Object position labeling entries
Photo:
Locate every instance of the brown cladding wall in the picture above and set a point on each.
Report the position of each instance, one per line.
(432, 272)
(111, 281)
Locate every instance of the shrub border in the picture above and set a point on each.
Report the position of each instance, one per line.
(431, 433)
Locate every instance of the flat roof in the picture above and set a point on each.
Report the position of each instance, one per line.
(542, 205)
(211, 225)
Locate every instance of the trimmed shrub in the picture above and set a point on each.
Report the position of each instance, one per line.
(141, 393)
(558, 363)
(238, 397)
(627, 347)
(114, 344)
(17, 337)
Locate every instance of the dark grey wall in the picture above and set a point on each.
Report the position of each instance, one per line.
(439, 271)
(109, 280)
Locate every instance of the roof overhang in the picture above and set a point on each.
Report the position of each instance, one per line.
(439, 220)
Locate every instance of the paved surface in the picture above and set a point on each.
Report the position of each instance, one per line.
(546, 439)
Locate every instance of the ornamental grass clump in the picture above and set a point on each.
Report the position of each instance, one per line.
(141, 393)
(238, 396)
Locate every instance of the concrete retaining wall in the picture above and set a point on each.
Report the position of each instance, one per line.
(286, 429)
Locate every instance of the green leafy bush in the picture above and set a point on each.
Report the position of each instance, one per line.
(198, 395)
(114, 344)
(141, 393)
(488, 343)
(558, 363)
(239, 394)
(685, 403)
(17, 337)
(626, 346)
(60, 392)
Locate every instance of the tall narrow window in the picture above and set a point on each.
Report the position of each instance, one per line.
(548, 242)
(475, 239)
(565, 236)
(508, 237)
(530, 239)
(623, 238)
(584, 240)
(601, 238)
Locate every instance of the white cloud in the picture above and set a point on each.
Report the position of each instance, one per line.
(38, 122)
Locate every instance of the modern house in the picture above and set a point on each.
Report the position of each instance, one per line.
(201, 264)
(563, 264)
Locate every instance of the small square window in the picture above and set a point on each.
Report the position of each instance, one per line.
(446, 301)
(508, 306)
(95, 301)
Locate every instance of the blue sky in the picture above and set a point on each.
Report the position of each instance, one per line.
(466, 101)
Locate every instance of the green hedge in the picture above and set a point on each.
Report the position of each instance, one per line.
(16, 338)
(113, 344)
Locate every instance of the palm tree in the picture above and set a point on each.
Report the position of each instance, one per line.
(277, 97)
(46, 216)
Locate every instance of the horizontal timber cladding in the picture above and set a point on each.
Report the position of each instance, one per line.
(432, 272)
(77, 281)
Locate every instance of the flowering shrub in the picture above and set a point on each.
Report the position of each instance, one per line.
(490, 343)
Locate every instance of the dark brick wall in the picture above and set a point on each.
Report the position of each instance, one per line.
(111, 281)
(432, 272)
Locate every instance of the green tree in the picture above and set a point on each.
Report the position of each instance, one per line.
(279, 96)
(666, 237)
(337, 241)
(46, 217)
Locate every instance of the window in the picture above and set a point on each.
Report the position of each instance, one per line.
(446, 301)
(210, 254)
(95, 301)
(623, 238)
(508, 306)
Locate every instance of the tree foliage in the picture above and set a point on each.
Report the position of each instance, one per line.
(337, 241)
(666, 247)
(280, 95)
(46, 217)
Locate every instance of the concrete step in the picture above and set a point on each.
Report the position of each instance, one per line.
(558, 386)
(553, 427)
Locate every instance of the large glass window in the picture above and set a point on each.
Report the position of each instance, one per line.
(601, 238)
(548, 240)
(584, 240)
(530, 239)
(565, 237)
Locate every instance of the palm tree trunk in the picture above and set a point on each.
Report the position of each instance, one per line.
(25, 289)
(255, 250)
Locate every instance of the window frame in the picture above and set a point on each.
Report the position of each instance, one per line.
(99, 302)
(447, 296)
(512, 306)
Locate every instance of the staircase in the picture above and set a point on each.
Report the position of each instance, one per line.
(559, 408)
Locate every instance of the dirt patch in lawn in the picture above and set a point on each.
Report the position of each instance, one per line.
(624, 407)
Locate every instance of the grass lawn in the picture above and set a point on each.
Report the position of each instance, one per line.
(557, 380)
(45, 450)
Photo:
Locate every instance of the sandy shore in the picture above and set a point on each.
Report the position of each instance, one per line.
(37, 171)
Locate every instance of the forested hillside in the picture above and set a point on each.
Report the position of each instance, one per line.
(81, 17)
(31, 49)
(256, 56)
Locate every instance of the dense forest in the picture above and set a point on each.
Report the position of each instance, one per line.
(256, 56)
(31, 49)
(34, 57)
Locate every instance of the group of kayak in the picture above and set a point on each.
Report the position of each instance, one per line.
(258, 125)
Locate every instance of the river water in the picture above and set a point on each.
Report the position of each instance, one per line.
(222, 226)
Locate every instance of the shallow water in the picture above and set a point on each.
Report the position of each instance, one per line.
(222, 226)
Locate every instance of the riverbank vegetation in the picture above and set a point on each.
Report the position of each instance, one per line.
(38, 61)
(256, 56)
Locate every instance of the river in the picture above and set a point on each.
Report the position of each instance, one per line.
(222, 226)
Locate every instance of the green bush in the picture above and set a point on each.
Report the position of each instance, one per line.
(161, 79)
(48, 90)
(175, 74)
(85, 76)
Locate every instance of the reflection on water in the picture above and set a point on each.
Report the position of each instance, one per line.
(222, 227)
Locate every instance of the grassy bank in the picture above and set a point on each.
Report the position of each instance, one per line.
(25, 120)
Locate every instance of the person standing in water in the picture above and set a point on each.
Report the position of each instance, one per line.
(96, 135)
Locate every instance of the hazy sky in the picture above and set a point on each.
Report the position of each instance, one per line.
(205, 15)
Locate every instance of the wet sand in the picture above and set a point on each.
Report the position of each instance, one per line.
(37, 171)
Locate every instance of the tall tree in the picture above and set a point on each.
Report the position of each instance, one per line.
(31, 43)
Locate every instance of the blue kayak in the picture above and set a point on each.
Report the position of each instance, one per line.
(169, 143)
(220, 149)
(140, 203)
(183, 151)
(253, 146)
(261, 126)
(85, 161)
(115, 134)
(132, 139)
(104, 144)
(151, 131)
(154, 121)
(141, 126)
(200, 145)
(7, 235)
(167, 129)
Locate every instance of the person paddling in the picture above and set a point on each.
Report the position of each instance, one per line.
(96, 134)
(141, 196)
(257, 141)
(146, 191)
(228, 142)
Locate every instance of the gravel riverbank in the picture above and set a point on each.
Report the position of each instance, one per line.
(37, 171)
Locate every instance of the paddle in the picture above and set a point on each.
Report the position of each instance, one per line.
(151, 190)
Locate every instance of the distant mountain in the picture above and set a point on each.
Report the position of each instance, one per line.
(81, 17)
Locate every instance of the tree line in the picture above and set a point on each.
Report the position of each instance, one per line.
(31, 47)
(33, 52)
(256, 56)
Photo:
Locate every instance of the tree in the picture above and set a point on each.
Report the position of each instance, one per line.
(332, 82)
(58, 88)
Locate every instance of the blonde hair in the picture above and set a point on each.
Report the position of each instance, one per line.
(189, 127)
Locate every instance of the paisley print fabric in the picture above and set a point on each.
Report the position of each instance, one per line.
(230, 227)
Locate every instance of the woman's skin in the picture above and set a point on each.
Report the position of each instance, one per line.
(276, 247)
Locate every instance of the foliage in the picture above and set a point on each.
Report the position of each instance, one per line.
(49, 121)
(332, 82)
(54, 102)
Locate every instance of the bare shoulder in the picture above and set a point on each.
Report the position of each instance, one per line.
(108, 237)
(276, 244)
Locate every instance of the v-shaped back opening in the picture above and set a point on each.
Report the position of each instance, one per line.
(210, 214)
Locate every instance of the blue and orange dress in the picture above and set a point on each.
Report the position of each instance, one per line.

# TASK OBJECTIVE
Restate the whole listing exactly, leaving out nothing.

# RESPONSE
Photo:
Locate every instance of the brown cladding wall in the picture above and set a point on each.
Report the position of each instance, one per line.
(432, 272)
(111, 281)
Locate every instance of the shrub border in the picture above and set a point on each.
Report the position of each instance, one per line.
(431, 433)
Locate every instance of the flat roof in the picture above and set a point on each.
Report the position of each instance, one per line.
(542, 205)
(211, 225)
Locate every instance of the trimmed shrub in the picture above and set a point on each.
Report the position of each instance, one per line.
(141, 393)
(558, 363)
(238, 397)
(627, 347)
(114, 344)
(17, 337)
Locate every instance of the dark grey wall in the picture above and set a point on each.
Report the position of each instance, one per line.
(439, 271)
(109, 280)
Locate every instance of the roof overhang in the picture above and set a point on each.
Report the position of each instance, one per line.
(439, 220)
Locate every instance of the paved surface in the picture above and set a point on each.
Report the position of each instance, one per line.
(546, 439)
Locate every instance of the ornamental grass clump in the picture above and set a point on each.
Report the position of each instance, one per line.
(141, 393)
(238, 396)
Locate every instance of the concrete retaining wall in the picture above and set a point on each.
Report the position of each instance, one per line.
(286, 429)
Locate every instance of the green leafy bush in the picture above and set a point on each.
Report the position of each instance, one per line.
(198, 395)
(114, 344)
(141, 393)
(488, 343)
(558, 363)
(239, 394)
(685, 403)
(17, 337)
(626, 346)
(60, 392)
Locate every instance of the tall narrow window in the picture above and set a point on each.
Report the position of each instance, one per line.
(548, 242)
(475, 239)
(565, 236)
(508, 237)
(530, 239)
(623, 238)
(584, 240)
(601, 238)
Locate every instance of the white cloud in the picture above and set a point on each.
Report the position of each instance, one per line.
(38, 122)
Locate every instance of the modern house in the picture above and set a point on each.
Report the position of each instance, one per line.
(201, 264)
(563, 264)
Locate every instance of the small square window in the picture above and set a point on each.
Report the position of each instance, one per line.
(446, 301)
(508, 306)
(95, 301)
Locate every instance of the blue sky in the picture above and set a point on each.
Report the position of each instance, one per line.
(466, 101)
Locate every instance of the green hedge in the picture above and set a point on each.
Report the position of each instance, one per line.
(16, 338)
(113, 344)
Locate every instance of the palm tree in the picture above and set a point on each.
Report the position of each instance, one per line.
(277, 97)
(46, 216)
Locate every instance of the horizontal timber cladding in the picture above and set a point on each.
Report the position of each instance, one per line.
(432, 272)
(77, 281)
Locate every instance of the flowering shrub in the picture above and set a point on each.
Report the position of each instance, one per line.
(490, 343)
Locate every instance of the dark brick wall in the picture above and set a point on each.
Report the position of each instance, one per line.
(111, 281)
(432, 272)
Locate every instance of the green tree in the picture above and set a point on each.
Report the position of each instance, one per line.
(279, 96)
(666, 237)
(337, 241)
(46, 217)
Locate every instance of the window in the picture above and set a point on each.
Report the position of each instance, one per line.
(446, 301)
(210, 254)
(95, 301)
(623, 238)
(508, 306)
Locate every instance of the tree foliage in the picture above and set a point on each.
Report the position of each instance, one per line.
(337, 241)
(666, 247)
(280, 95)
(46, 217)
Locate every instance of the concrete step in the picture above and set a point on each.
Report the position of each instance, one per line.
(558, 386)
(553, 427)
Locate every instance of the large glass window in the picture above and set a point on each.
Report the position of each instance, one per line.
(601, 238)
(548, 240)
(584, 240)
(530, 239)
(565, 237)
Locate every instance of the palm tree trunk in the picture above and set a point on each.
Report the position of each instance, one per line.
(25, 289)
(255, 250)
Locate every instance of the window frame in the picture above and set a point on each.
Report the position of each instance, one per line.
(99, 302)
(447, 296)
(512, 306)
Locate every instance of the staircase in the picture above and set a point on each.
Report the position of each instance, one per line.
(559, 408)
Locate every instance of the dirt patch in lawn in the picture above and set a point on each.
Report the position of each instance, one per line.
(624, 407)
Locate every instance of the grass lawn in the picture above and set a point on each.
Report the position of each instance, one per line.
(557, 380)
(45, 450)
Photo:
Locate every instance of the sandy shore in the picture above and set a point on each.
Report the position of each instance, one per line.
(37, 171)
Locate every instance of the forested hillside in the picture above and set a point on each.
Report the position of each instance, one per line.
(81, 17)
(31, 49)
(256, 56)
Locate every instance of the dense forest in the picture above and set a point on each.
Report the position of each instance, one per line.
(256, 56)
(31, 49)
(34, 57)
Locate every instance of the group of kayak in the picture above and set a point on each.
Report the position of each instance, one per line.
(258, 125)
Locate every instance of the river water in the picture above and set a point on each.
Report the position of each instance, one per line.
(222, 226)
Locate every instance of the shallow water in the picture above and set a point on each.
Report the position of each instance, one per line.
(222, 226)
Locate every instance of the riverbank vegetation in the picture above and set a point on each.
Report the position of each instance, one per line.
(38, 61)
(256, 56)
Locate every instance of the river in the picture above and set a point on each.
Report the position of each instance, one per line.
(222, 226)
Locate every instance of the green bush in the picture above and set a point on each.
Report the position of each instance, one per line.
(161, 79)
(48, 90)
(175, 74)
(85, 76)
Locate every instance of the reflection on water in the picture above and set a point on each.
Report the position of each instance, one per line.
(222, 227)
Locate every instance of the grassy bank in the picture above and set a point on each.
Report the position of each instance, one per line.
(25, 120)
Locate every instance of the person standing in water in the picture above and set a point on each.
Report the position of each instance, one per line.
(96, 135)
Locate every instance of the hazy sky in the picture above and set a point on each.
Report the position of each instance, one per line.
(205, 15)
Locate every instance of the wet sand in the picture above and set a point on each.
Report the position of each instance, one per line.
(37, 171)
Locate every instance of the tall tree in the picture above and set a point on each.
Report the position of each instance, one per line.
(31, 43)
Locate every instance of the blue kayak in the picture above and set a point on each.
Report the position of each instance, one per line.
(169, 143)
(220, 149)
(140, 203)
(183, 151)
(253, 146)
(261, 126)
(85, 161)
(115, 134)
(132, 139)
(104, 144)
(151, 131)
(154, 121)
(141, 126)
(200, 145)
(7, 235)
(167, 129)
Locate every instance of the person paddling in the picture above and set a point on each.
Report the position of each instance, one per line.
(96, 134)
(141, 196)
(257, 141)
(146, 191)
(228, 142)
Locate every instance of the gravel riverbank in the picture above and set a point on each.
Report the position of each instance, one per line.
(37, 171)
Locate every instance of the paddle in the picture above and set a point on each.
Report the position of each instance, one per line.
(151, 190)
Locate every instance of the distant mountain in the picture above and set a point on each.
Report the position of each instance, one per line.
(81, 17)
Locate every instance of the tree line in the picture above and set a point on each.
Report the position of each instance, one per line.
(31, 47)
(33, 52)
(256, 56)
Photo:
Locate every instance of the tree in the picture above and set a point on each.
Report the position of each instance, one per line.
(332, 82)
(58, 88)
Locate every instance of the blonde hair in the picture above and set a point on each.
Report the position of each instance, one per line.
(189, 127)
Locate every instance of the paisley print fabric in the picture above and set a point on each.
Report the position of each instance, one per line.
(230, 227)
Locate every instance of the woman's skin in the picture above and set a point on each.
Report the position of each instance, one per line.
(276, 247)
Locate every instance of the foliage in the picture above and set a point on each.
Report the position of each instance, one per line.
(49, 121)
(332, 82)
(54, 102)
Locate every instance of the bare shoulder in the picture above and set a point on each.
Report the position of each instance, one per line.
(108, 237)
(276, 244)
Locate every instance of the v-shaped back opening in the picture above and set a point on each.
Report the position of each instance, one per line.
(210, 214)
Locate every instance of the blue and orange dress in the picture above and set a point on each.
Report the position of each instance, one per line.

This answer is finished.